# Ejercicio propuesto
En el texto sobre Costa Rica en la conferencia del océano en Niza, ¿qué parque nacional ganó el Premio Blue Park en nivel platino?
===== Texto citado
Un par de días en Niza, Francia, en la tercera Conferencia de las Naciones Unidas sobre el Océano (UNOC3), son suficientes para transformar cualquier sentimiento negativo en orgullo y amor profundo por nuestro país. Al menos, eso fue lo que sentí al cierre del evento, además de un agradecimiento sincero con todas las personas que se encargan de proteger el mayor tesoro que tenemos en Costa Rica: nuestras áreas protegidas.
La labor de Costa Rica en temas de conservación es verdaderamente admirable. Más allá del trabajo diplomático de la delegación tica, lo que quedó claro para todos los participantes de la conferencia –incluidos líderes de todo el mundo– fue el compromiso y esfuerzo incansable de la comunidad ambiental costarricense por preservar nuestra flora y fauna. Ese esfuerzo refleja, a fin de cuentas, una dedicación profunda a la vida humana, ya que nuestra calidad de vida, presente y futura, depende de cuánto protejamos el mundo natural, que también es nuestro hogar.
A todos los conservacionistas, ecologistas, guardaparques, investigadores, y al ciudadano común que recoge basura tras un día en la playa: un sincero abrazo y un gracias.
Costa Rica destacó en la conferencia por su riqueza en biodiversidad marina y por el compromiso de su comunidad científica y ambientalista. Entre los galardones recibidos se encuentran el reconocimiento a la Reserva Biológica Isla del Caño; al Parque Nacional Isla del Coco, que obtuvo el Premio Blue Park en nivel platino, tras haber sido galardonado con el nivel oro en el 2019; y al Parque Nacional Cahuita. Estos premios distinguen a las áreas marinas protegidas más sobresalientes del mundo, valorando modelos de conservación excepcionales con potencial para acelerar acciones de protección ambiental.
==========
===== Listado de datos
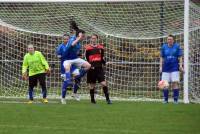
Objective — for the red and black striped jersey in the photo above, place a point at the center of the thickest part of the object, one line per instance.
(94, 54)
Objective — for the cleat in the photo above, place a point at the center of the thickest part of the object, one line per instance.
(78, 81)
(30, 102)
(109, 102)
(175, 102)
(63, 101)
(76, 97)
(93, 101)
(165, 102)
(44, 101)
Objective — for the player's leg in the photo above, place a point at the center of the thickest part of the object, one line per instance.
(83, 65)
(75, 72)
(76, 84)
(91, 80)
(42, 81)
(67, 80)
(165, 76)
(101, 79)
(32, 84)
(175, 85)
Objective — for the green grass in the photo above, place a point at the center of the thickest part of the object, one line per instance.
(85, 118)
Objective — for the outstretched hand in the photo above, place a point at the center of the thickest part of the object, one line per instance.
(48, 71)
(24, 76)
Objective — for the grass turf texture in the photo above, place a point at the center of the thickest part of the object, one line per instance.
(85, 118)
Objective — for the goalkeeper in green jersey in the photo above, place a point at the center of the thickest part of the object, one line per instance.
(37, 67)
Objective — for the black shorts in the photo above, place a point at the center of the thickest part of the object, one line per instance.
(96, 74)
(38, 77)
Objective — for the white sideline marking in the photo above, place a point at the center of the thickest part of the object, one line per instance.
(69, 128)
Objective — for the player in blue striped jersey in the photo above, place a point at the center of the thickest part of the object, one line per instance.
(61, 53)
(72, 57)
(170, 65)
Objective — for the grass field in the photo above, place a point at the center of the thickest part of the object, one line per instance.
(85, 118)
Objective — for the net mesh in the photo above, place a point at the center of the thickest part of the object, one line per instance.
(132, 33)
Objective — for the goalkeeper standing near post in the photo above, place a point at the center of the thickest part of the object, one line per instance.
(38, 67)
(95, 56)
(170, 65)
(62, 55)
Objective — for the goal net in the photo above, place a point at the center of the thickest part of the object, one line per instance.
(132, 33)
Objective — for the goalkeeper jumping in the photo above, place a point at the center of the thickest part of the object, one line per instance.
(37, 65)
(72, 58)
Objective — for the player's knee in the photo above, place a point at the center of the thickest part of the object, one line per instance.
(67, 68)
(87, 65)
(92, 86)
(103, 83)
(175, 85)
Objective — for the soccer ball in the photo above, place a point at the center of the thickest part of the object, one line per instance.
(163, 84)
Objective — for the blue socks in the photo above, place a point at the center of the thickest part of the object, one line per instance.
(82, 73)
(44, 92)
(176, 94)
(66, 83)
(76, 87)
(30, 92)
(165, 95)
==========
===== Listado de datos
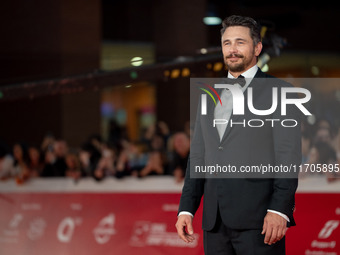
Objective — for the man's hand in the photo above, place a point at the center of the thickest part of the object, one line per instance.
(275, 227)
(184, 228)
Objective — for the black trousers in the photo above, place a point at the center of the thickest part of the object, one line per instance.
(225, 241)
==========
# Problema resuelto
El Parque Nacional Isla del Coco.